Instructions for the task =>
I need the records below restated word for word, without their pictures.

The input =>
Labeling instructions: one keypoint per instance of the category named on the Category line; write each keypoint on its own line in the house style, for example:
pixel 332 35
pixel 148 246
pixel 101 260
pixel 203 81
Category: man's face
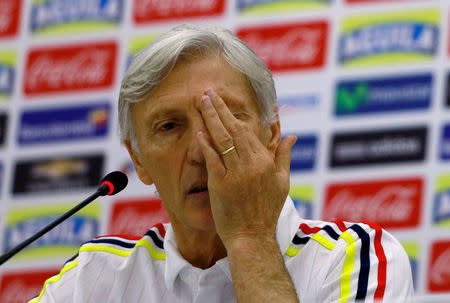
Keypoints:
pixel 166 126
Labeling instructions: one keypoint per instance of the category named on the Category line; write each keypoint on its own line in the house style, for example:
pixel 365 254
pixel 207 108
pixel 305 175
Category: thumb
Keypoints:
pixel 283 154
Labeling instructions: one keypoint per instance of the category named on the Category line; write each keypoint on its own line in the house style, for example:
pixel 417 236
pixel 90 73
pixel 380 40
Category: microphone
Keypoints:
pixel 111 184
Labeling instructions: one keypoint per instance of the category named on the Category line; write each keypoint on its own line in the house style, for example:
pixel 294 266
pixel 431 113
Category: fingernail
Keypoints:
pixel 211 93
pixel 294 140
pixel 206 101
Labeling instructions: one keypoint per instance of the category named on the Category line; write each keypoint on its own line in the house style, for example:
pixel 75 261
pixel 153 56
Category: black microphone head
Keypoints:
pixel 112 183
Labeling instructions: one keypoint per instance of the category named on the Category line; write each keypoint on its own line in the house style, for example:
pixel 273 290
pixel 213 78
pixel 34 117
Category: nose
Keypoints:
pixel 194 152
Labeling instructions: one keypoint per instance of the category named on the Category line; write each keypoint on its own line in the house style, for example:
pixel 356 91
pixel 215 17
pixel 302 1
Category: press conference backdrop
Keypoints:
pixel 362 83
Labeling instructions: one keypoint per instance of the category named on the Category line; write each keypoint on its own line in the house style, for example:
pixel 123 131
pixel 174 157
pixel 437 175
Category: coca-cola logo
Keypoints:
pixel 439 268
pixel 154 10
pixel 391 204
pixel 135 218
pixel 288 47
pixel 440 271
pixel 18 292
pixel 9 17
pixel 75 68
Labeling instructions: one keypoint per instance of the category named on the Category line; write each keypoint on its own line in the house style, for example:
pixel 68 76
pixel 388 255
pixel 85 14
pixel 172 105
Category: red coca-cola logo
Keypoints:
pixel 439 267
pixel 391 204
pixel 70 68
pixel 9 17
pixel 288 47
pixel 362 1
pixel 145 11
pixel 134 218
pixel 19 287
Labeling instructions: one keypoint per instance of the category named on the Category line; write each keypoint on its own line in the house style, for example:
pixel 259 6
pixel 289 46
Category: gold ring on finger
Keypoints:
pixel 228 150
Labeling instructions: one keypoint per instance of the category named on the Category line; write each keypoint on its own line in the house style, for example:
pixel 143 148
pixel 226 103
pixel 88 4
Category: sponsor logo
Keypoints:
pixel 445 142
pixel 21 286
pixel 383 95
pixel 1 177
pixel 439 267
pixel 274 6
pixel 294 104
pixel 393 38
pixel 70 68
pixel 441 203
pixel 379 146
pixel 62 241
pixel 392 203
pixel 362 1
pixel 288 47
pixel 63 16
pixel 58 174
pixel 137 44
pixel 3 128
pixel 65 124
pixel 303 197
pixel 9 17
pixel 7 73
pixel 303 154
pixel 146 11
pixel 413 251
pixel 447 91
pixel 135 217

Output for this exercise =>
Labeling instructions: one keypoint per instance of the category named on the Category line; write each keypoint on its own line in the house style, for example:
pixel 332 35
pixel 148 246
pixel 101 260
pixel 203 81
Category: man's face
Keypoints:
pixel 166 126
Labeling instructions: one keypoint per instance of the category named on the Category line; write each keypoint on its own line in the house style, for example:
pixel 365 254
pixel 207 108
pixel 305 175
Category: thumb
Keypoints:
pixel 283 154
Labeling instructions: one keypoint per instance of the category named on the Category line; write each keypoint on its own line in the house style, for example:
pixel 417 236
pixel 90 73
pixel 380 40
Category: microphone
Keypoints:
pixel 111 184
Labeling instructions: one keypoint per instance of the category named on the Category line; write each keypoint on its own line in the house style, for example:
pixel 294 266
pixel 431 113
Category: fingernail
Keypoints:
pixel 211 93
pixel 294 140
pixel 206 101
Labeling instructions: one keypoint per instance of the category named on the Category line; write each keypoint on its own line in the house style, for example:
pixel 75 261
pixel 153 56
Category: black microphone head
Keypoints:
pixel 112 183
Labeling instructions: one keypoint per instance of the category named on the Category line; write each keypoint on its own line in the house style, for example:
pixel 273 290
pixel 213 78
pixel 34 117
Category: nose
Keypoints:
pixel 194 152
Labeling instructions: one keypoint per instance of the category named on the Category line; write each keypoint on its own line in the house style, for example:
pixel 356 91
pixel 215 17
pixel 302 1
Category: press conference backdrop
Keypoints:
pixel 362 83
Labeling instructions: one keypoint per instance of the category named on the Category line; write each keypoint on its own line in the house style, for example:
pixel 123 131
pixel 174 157
pixel 437 175
Category: coca-cola logo
Keypoints:
pixel 439 268
pixel 154 10
pixel 391 204
pixel 135 218
pixel 288 47
pixel 440 271
pixel 18 292
pixel 9 17
pixel 75 68
Labeling instructions: one keypoint per instance of the category named on the Category line; write each keypoint on its own line in the house style, for example:
pixel 68 76
pixel 388 255
pixel 85 14
pixel 172 105
Category: red coca-cola logo
Keypoints:
pixel 439 267
pixel 391 204
pixel 70 68
pixel 9 17
pixel 288 47
pixel 362 1
pixel 145 11
pixel 134 218
pixel 19 287
Labeling instructions: one keypoint per instance of the category named on the Category line; write each keypoint on its own line in the house style, for example:
pixel 259 6
pixel 289 46
Category: gold ring on finger
Keypoints:
pixel 228 150
Labeling instructions: one keypoint per instance of the category named on the Category line; write each keypoint on its own line in the house style, for example:
pixel 143 148
pixel 226 103
pixel 88 4
Category: sponsor logo
Keypoints:
pixel 445 142
pixel 21 286
pixel 383 95
pixel 1 177
pixel 439 267
pixel 274 6
pixel 294 104
pixel 393 38
pixel 70 68
pixel 441 203
pixel 379 146
pixel 62 241
pixel 392 203
pixel 362 1
pixel 288 47
pixel 63 16
pixel 58 174
pixel 137 44
pixel 3 128
pixel 65 124
pixel 303 197
pixel 9 17
pixel 7 73
pixel 303 154
pixel 146 11
pixel 413 251
pixel 447 91
pixel 135 217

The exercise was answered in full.